ASSIGNED TASK
Leaving out every picture, quote the data below exactly as it appears.

───

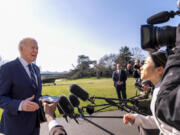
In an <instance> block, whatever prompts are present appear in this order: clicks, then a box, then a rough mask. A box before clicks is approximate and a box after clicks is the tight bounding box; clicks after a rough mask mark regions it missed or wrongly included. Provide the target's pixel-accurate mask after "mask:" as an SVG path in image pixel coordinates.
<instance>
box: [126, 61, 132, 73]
mask: <svg viewBox="0 0 180 135" xmlns="http://www.w3.org/2000/svg"><path fill="white" fill-rule="evenodd" d="M132 74H133V67H132V64H131V63H128V64H127V75H128V76H132Z"/></svg>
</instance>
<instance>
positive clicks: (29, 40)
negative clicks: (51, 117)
mask: <svg viewBox="0 0 180 135" xmlns="http://www.w3.org/2000/svg"><path fill="white" fill-rule="evenodd" d="M19 51H20V57H18V58H17V59H15V60H13V61H10V62H8V63H6V64H5V65H3V66H2V67H1V69H0V107H1V108H3V114H2V118H1V123H0V132H1V133H3V134H5V135H39V129H40V121H39V97H40V96H41V89H42V85H41V79H40V71H39V68H38V67H37V66H36V65H35V64H33V63H32V62H34V61H35V60H36V57H37V54H38V44H37V42H36V40H34V39H32V38H25V39H23V40H21V42H20V43H19Z"/></svg>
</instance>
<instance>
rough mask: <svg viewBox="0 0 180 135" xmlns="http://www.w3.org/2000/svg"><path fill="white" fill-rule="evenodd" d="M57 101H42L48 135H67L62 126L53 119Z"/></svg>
mask: <svg viewBox="0 0 180 135" xmlns="http://www.w3.org/2000/svg"><path fill="white" fill-rule="evenodd" d="M56 106H57V103H56V102H54V103H50V104H48V103H46V102H43V109H44V112H45V117H46V120H47V122H48V126H49V134H50V135H67V133H66V131H65V129H64V128H63V126H61V125H60V124H59V123H58V121H57V120H55V117H54V113H55V111H56Z"/></svg>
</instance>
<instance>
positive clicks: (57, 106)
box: [57, 104, 68, 122]
mask: <svg viewBox="0 0 180 135" xmlns="http://www.w3.org/2000/svg"><path fill="white" fill-rule="evenodd" d="M57 108H58V111H59V113H60V114H62V115H63V118H64V119H65V120H66V122H68V119H67V115H66V114H64V112H63V110H62V109H61V107H60V105H59V104H57Z"/></svg>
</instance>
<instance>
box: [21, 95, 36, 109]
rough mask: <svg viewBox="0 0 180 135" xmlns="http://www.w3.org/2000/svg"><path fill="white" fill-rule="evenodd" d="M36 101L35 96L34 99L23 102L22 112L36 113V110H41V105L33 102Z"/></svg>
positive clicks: (29, 97)
mask: <svg viewBox="0 0 180 135" xmlns="http://www.w3.org/2000/svg"><path fill="white" fill-rule="evenodd" d="M33 100H34V95H33V96H32V97H29V98H27V99H25V100H24V101H23V102H22V107H21V108H22V110H23V111H26V112H34V111H36V110H38V109H39V105H38V104H37V103H35V102H33Z"/></svg>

───

SOLUTION FOR THIS PROBLEM
In an <instance> block, whatever prompts are present appear in this order: clicks, then a box, then a rough mask. A box before clicks is approximate and a box after clicks is the tight bounding box; clicks after a rough mask mark regions it missed or wrongly included. Provide the target's pixel-accurate mask after "mask:" as an SVG path in image pixel coordinates.
<instance>
box: [126, 61, 132, 73]
mask: <svg viewBox="0 0 180 135" xmlns="http://www.w3.org/2000/svg"><path fill="white" fill-rule="evenodd" d="M132 74H133V67H132V64H131V63H128V64H127V75H128V76H132Z"/></svg>
</instance>
<instance>
positive clicks: (29, 40)
negative clicks: (51, 117)
mask: <svg viewBox="0 0 180 135" xmlns="http://www.w3.org/2000/svg"><path fill="white" fill-rule="evenodd" d="M19 51H20V57H18V58H17V59H15V60H13V61H10V62H8V63H6V64H5V65H3V66H2V67H1V69H0V107H1V108H3V114H2V118H1V123H0V132H1V133H3V134H5V135H39V129H40V121H39V97H40V96H41V89H42V85H41V79H40V71H39V68H38V67H37V66H36V65H35V64H33V63H32V62H34V61H35V60H36V57H37V54H38V44H37V42H36V40H34V39H32V38H25V39H23V40H21V42H20V43H19Z"/></svg>
</instance>
<instance>
rough mask: <svg viewBox="0 0 180 135" xmlns="http://www.w3.org/2000/svg"><path fill="white" fill-rule="evenodd" d="M57 101H42L48 135H67L62 126L53 119Z"/></svg>
mask: <svg viewBox="0 0 180 135" xmlns="http://www.w3.org/2000/svg"><path fill="white" fill-rule="evenodd" d="M56 106H57V103H56V102H54V103H50V104H48V103H46V102H43V109H44V112H45V117H46V120H47V122H48V126H49V134H50V135H67V133H66V131H65V129H64V128H63V126H61V125H60V124H59V123H58V121H57V120H55V117H54V113H55V111H56Z"/></svg>
</instance>
<instance>
positive clicks: (57, 106)
box: [57, 104, 68, 122]
mask: <svg viewBox="0 0 180 135" xmlns="http://www.w3.org/2000/svg"><path fill="white" fill-rule="evenodd" d="M57 108H58V111H59V113H60V114H62V115H63V118H64V119H65V120H66V122H68V119H67V115H66V114H64V112H63V110H62V109H61V107H60V105H59V104H57Z"/></svg>
</instance>
<instance>
box: [21, 95, 36, 109]
rough mask: <svg viewBox="0 0 180 135" xmlns="http://www.w3.org/2000/svg"><path fill="white" fill-rule="evenodd" d="M36 101L35 96L34 99L23 102L22 112L36 113V110H41V105L33 102Z"/></svg>
positive clicks: (29, 97)
mask: <svg viewBox="0 0 180 135" xmlns="http://www.w3.org/2000/svg"><path fill="white" fill-rule="evenodd" d="M33 100H34V95H33V96H32V97H29V98H27V99H25V100H24V101H23V102H22V107H21V108H22V110H23V111H26V112H34V111H36V110H38V109H39V105H38V104H37V103H35V102H33Z"/></svg>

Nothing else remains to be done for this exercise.